Instructions for the task:
Copy the rows below word for word, starting at the line with "Locate every instance of the maltese" and continuing through the final row.

(Dataset excerpt)
+++
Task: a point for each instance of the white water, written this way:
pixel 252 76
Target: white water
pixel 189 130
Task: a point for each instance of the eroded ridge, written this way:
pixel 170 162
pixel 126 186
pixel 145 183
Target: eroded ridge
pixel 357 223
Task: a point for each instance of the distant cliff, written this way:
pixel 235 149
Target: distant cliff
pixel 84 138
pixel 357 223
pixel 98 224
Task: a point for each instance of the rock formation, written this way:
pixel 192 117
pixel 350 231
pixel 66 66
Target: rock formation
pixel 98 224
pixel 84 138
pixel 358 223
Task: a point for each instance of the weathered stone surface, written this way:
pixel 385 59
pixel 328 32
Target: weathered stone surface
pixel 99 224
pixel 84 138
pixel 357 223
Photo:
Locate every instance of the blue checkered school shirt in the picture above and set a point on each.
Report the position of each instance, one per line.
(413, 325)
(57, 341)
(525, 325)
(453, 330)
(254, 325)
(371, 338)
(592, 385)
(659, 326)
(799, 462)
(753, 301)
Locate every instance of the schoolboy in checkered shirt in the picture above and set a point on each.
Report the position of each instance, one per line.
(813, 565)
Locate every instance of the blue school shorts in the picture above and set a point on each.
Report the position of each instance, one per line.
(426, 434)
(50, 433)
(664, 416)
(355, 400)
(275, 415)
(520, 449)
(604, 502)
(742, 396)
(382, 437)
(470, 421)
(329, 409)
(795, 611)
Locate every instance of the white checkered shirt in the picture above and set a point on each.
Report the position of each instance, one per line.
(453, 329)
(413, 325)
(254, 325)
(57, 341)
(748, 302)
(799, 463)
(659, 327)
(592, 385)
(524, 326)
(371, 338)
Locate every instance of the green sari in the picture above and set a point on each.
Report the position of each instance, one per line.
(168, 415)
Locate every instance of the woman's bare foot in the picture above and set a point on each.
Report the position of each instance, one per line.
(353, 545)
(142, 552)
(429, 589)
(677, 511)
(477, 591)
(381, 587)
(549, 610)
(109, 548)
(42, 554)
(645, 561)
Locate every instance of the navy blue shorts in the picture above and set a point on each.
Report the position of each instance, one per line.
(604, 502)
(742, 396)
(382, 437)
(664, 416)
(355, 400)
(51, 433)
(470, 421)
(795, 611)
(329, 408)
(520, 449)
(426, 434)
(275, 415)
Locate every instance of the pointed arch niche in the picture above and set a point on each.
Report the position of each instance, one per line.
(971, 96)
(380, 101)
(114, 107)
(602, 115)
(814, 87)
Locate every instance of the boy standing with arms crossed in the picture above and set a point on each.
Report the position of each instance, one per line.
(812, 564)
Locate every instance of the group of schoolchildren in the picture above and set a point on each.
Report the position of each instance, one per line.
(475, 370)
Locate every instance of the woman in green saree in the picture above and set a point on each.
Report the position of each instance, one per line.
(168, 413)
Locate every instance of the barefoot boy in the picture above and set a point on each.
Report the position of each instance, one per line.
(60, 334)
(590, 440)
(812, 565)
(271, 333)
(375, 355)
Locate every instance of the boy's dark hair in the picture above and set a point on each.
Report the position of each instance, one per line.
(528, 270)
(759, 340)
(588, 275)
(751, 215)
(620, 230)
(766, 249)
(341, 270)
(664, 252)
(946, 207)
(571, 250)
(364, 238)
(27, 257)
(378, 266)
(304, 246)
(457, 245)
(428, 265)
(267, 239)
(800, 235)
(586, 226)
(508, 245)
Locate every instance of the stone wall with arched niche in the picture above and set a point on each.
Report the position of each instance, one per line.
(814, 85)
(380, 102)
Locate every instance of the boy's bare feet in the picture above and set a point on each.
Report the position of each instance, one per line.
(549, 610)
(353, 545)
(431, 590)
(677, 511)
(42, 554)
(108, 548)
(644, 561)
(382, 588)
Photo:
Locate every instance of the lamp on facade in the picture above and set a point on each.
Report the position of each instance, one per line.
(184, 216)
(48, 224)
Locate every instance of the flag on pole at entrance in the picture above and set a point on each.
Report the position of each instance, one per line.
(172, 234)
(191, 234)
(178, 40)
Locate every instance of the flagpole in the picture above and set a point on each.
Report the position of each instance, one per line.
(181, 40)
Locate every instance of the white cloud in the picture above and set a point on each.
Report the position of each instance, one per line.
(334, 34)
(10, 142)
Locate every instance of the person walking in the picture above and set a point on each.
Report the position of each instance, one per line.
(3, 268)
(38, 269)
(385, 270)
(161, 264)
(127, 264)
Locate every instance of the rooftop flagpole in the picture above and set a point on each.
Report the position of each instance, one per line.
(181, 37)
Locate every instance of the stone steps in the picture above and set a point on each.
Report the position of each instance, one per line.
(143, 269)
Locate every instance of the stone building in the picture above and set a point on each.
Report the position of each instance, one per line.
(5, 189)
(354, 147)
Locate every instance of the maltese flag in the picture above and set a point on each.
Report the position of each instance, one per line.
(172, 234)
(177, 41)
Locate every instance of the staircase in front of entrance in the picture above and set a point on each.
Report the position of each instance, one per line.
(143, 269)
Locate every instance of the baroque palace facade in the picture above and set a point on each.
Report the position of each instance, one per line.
+++
Complete response:
Locate every instance of the maltese flag in the picture above and set a point on each.
Report the position of each instance, one per line.
(172, 234)
(177, 41)
Locate every instance of the staircase in front of entrance in the picture above and set a point on each.
Report the position of each instance, one per line.
(143, 269)
Locate every instance of the baroque palace facade in the picture above and set a point on each.
Report the position of each instance, one per line.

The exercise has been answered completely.